**Excerto:**
-------------------------

Adiante. Pelo caminho, Brazão passa
pelo local onde mataram e expuseram o cadáver de Mussolini e sua companheira, a
Petacci. Sente-se horrorizado («ali estiveram ignobilmente expostos para que a
multidão os contemplasse na miséria humana»). Atravessa a Suíça no caótico
pós-guerra, país que o surpreende pela relojoeira organização: «os comboios
chegam à hora marcada e os porteurs
nas gares não nos insultam (…), não se vendo qualquer indício de pobreza nem de
desespero. Maravilhosa Suíça, ajuizado país!». Só lamenta os preços: «o custo
de vida é no entanto altíssimo». Passando por França, insurge-se contra os jornais
que condenavam a comutação de pena de morte aplicada ao marechal Pétain («por
aqui está tudo bolchevizado, amoralizado»). Depois, Espanha, onde Brazão
enaltece Franco, defendendo-o dos seus inúmeros inimigos. «Por toda a parte
atira-se a Franco como um cão raivoso», diz; e, no entanto, em Espanha via-se
«tudo tão em ordem, cores tão garridas, mulheres tão vistosas… e bom pão, vinho
forte, comida farta no pequeno restaurante da Alfândega!». «Tudo isto que foi
conseguido com inteligência e prudência não será destruído dentro de pouco
tempo?», interroga-se o diplomata luso.
Chegado a Lisboa, avista-se com
Salazar, a quem conta os horrores da Europa devastada. Respondeu o chefe do
governo: «todos os que vêm do estrangeiro trazem as mesmas impressões sobre as
terríveis consequências desta guerra que terminou. Era preciso que aqui se
soubesse melhor». Em face disto, Brazão apresenta uma proposta ingénua: «Porque
não manda V. Exª, pagos pelo Estado, grupos de recalcitrantes a ver o estado
dos países que não souberam libertar-se da guerra?». Salazar riu-se ante a
candura do seu diplomata.
Brazão
encontrar-se-á pouco depois com D. Duarte Nuno, numa conversa em que este lhe
diz apoiar «incondicionalmente Salazar» e não ambicionar o poder em Portugal. Salazar,
em contrapartida. Lamentava o escasso apoio dos monárquicos ao Estado Novo…
Num breve interregno da sua carreira
diplomática, Brazão trabalhará no Secretariado Nacional de Informação (SNI),
experiência que detestou, pelo ambiente de intriga aí vivido. O diplomata não
era «dos deles», pertencia a outra casta, do mesmo modo que, assevera Brazão,
António Ferro nunca foi amado nas Necessidades nem foi feliz como diplomata em
Berna e em Roma. Na capital italiana, organizou um dia um desfile de trajes
tradicionais portugueses, em que cada qual ia identificado pela sua região de
origem: algarvio, transmontano, minhoto e por aí fora. Acontece que «minhota»
era a expressão em italiano para mulheres
da vida, facto que motivou uma senhora, algo desinformada, a exclamar:
«Então em Portugal as prostitutas são obrigadas a vestir um uniforme?»

-------------------------

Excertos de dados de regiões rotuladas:
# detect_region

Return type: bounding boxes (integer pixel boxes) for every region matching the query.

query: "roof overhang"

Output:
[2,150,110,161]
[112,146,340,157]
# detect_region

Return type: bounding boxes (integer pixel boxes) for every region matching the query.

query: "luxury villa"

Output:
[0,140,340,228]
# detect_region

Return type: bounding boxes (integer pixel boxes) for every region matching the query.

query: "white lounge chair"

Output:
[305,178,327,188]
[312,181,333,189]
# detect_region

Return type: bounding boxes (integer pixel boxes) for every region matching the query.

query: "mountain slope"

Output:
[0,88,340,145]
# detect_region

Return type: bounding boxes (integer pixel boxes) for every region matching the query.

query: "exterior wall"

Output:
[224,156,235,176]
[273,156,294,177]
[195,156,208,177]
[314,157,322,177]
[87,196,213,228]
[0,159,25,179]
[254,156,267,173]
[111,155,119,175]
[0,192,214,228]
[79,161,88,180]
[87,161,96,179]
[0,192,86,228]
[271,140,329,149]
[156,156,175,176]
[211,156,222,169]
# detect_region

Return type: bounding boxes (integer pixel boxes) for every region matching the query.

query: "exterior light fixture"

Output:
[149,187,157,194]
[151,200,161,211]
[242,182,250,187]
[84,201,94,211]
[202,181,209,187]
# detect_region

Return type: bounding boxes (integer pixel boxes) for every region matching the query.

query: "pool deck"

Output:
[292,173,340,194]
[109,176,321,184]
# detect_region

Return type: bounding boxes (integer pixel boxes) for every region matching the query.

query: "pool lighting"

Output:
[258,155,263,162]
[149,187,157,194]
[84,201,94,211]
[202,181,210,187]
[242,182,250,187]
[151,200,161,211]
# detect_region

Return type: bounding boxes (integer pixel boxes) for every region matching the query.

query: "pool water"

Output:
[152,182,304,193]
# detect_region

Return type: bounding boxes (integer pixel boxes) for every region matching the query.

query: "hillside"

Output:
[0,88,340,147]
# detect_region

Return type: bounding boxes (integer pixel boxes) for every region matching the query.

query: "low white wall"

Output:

-------------------------

**Tarefas a realizar:**
(a) Atualize o excerto sobre Brazão entre "Chegado a Lisboa, avista-se" e "do seu diplomata.", inclusive, substituindo "diplomata" por "embaixador".
(b) Enumere todos os países referidos pelo nome no excerto sobre Brazão.
(c) Retome o excerto sobre Brazão a partir do ponto em que termina.
As linhas são material independente do excerto.

**Respostas:**
(a)
Chegado a Lisboa, avista-se com
Salazar, a quem conta os horrores da Europa devastada. Respondeu o chefe do
governo: «todos os que vêm do estrangeiro trazem as mesmas impressões sobre as
terríveis consequências desta guerra que terminou. Era preciso que aqui se
soubesse melhor». Em face disto, Brazão apresenta uma proposta ingénua: «Porque
não manda V. Exª, pagos pelo Estado, grupos de recalcitrantes a ver o estado
dos países que não souberam libertar-se da guerra?». Salazar riu-se ante a
candura do seu embaixador.

(b) Suíça, França, Espanha, Portugal

(c)
O livro está repleto de histórias como
esta, bem como de observações sobre personalidades com quem Brazão se
encontrava, como Jacques Maritain (na altura, embaixador de França em Itália e
feroz anticomunista), Giulio Andreotti, que Brazão classifica como «um dos
políticos mais honestos e sãos da Democracia Cristã» (!), o general De Gaulle,
o príncipe Rainier e Grace do Mónaco («ainda mais actriz de cinema que Princesa
– há situações que não se aprendem ao espelho», diz, com um laivo de snobismo,
o filho do actor de teatro Eduardo Brazão…). Bizarra, no mínimo, era a
inclinação de Sukarno, da Indonésia, por meninas jovens. Conta Brazão que, ao
chegar a Portugal, Sukarno terá pedido ao Protocolo «que lhe enviasse meninas, muitas meninas impúberes pois na sua vasta colecção não conhecia mulheres
portuguesas!». Ao saber do facto, Salazar ficou incrédulo. Só faltava
acrescentar que, segundo Brazão, quando passara em Itália o presidente Sukarno
pretendeu, a todo o custo, conhecer intimamente Gina Lollobrigida…
Em Roma, Brazão teve de lidar também
com a pretensão de «uma megalómana» que se dizia filha bastarda de D. Carlos. A
conhecida Maria Pia, imagine-se, ser-lhe-ia apresentada num cocktail na Embaixada do Líbano por…
Agostino Casaroli. Os meandros do Vaticano são insondáveis. Noutra ocasião,
Brazão apontava Roncalli como futuro Papa, sucessor de Pio XII, ao que um seu
colega da embaixada portuguesa replicou, cortante: «ora, ora, esse conheci em
Ankara, não vale dois caracóis!...». Seia eleito Papa, tomando o nome de João
XXIII.
Brazão não o conheceu bem, ao contrário
de Montini, futuro Paulo VI, de quem era amigo há muitos anos – o que tornou
ainda mais difícil a gestão da «crise» aberta pela audiência aos líderes
africanos, que o autor do Memorial de Dom
Quixote classifica, à maneira da época, como «terroristas».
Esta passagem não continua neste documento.